** CHALLENGE **
Set out every line of the items below as one numbered list, leaving out the blank lines.

===

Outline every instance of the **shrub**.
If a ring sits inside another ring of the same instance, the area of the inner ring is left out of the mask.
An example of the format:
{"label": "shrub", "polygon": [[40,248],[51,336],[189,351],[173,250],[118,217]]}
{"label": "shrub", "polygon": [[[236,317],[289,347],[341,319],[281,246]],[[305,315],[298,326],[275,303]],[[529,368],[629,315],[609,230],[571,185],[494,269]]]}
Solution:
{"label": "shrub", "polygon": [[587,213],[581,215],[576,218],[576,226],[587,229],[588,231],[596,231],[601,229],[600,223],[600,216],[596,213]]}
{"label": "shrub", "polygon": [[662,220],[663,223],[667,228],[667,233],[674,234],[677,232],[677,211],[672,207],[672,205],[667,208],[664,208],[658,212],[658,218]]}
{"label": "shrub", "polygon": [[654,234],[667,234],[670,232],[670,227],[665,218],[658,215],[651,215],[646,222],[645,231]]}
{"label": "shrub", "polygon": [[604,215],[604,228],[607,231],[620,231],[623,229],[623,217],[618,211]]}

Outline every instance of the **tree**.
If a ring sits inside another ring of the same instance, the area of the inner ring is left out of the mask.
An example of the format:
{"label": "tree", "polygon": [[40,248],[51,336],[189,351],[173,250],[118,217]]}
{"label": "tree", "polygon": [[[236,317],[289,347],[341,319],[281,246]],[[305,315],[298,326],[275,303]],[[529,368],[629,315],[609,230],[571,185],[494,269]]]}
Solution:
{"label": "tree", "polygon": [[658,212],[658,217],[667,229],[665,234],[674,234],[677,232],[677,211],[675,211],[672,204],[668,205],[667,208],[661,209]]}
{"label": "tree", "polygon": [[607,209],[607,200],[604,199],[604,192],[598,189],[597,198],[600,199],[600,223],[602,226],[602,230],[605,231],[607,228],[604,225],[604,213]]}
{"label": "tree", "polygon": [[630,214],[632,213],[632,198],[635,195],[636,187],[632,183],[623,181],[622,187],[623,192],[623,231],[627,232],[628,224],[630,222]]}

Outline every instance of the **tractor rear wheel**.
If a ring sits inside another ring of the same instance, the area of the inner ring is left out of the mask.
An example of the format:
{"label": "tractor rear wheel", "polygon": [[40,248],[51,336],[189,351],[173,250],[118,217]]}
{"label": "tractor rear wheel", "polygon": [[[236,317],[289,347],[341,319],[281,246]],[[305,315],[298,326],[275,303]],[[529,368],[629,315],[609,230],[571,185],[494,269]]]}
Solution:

===

** RESULT OF THE TASK **
1. Outline every instance of the **shrub**.
2. If a ring sits inside another ring of the same instance, the area of the inner ring is left out of the mask.
3. An example of the format:
4. {"label": "shrub", "polygon": [[40,248],[51,336],[189,351],[173,250],[118,217]]}
5. {"label": "shrub", "polygon": [[[236,317],[289,347],[341,319],[281,246]],[[305,315],[298,326],[275,303]],[[529,368],[629,315],[609,230],[571,185],[494,269]]]}
6. Solution:
7. {"label": "shrub", "polygon": [[587,213],[581,215],[576,218],[576,226],[587,229],[588,231],[596,231],[601,229],[600,223],[600,216],[596,213]]}
8. {"label": "shrub", "polygon": [[662,220],[663,223],[667,228],[667,233],[674,234],[677,232],[677,211],[672,207],[672,205],[667,208],[664,208],[658,212],[658,218]]}
9. {"label": "shrub", "polygon": [[654,234],[667,234],[670,232],[670,227],[665,218],[658,215],[651,215],[646,222],[645,231]]}
10. {"label": "shrub", "polygon": [[604,215],[604,228],[607,231],[620,231],[623,229],[623,217],[618,211]]}
11. Outline every instance of the **tree**.
12. If a ring sits inside another ring of the same instance, the area of the inner ring is left out of the mask.
13. An example of the format:
14. {"label": "tree", "polygon": [[40,248],[51,336],[189,351],[173,250],[118,217]]}
15. {"label": "tree", "polygon": [[[236,317],[289,347],[341,319],[281,246]],[[305,315],[298,326],[275,303]],[[529,368],[629,315],[609,230],[571,185],[494,269]]]}
16. Solution:
17. {"label": "tree", "polygon": [[658,212],[658,217],[667,229],[665,234],[674,234],[677,232],[677,211],[675,211],[672,204],[668,205],[667,208],[661,209]]}
18. {"label": "tree", "polygon": [[607,209],[607,200],[604,199],[604,192],[598,189],[597,198],[600,199],[600,223],[602,226],[602,230],[605,231],[607,228],[604,225],[604,213]]}
19. {"label": "tree", "polygon": [[630,214],[632,213],[632,198],[635,195],[636,187],[632,183],[623,181],[622,187],[623,192],[623,231],[627,232],[628,224],[630,222]]}
20. Outline every instance of the **tractor rear wheel**.
21. If a ring sits inside another ring of the same instance, the area of the inner ring is left out of the mask.
22. An example of the format:
23. {"label": "tractor rear wheel", "polygon": [[40,248],[51,336],[189,351],[173,250],[118,217]]}
24. {"label": "tractor rear wheel", "polygon": [[[236,317],[289,347],[341,319],[281,246]],[[305,315],[298,326],[275,303]],[[529,368],[629,315],[609,230],[571,185],[494,269]]]}
25. Solution:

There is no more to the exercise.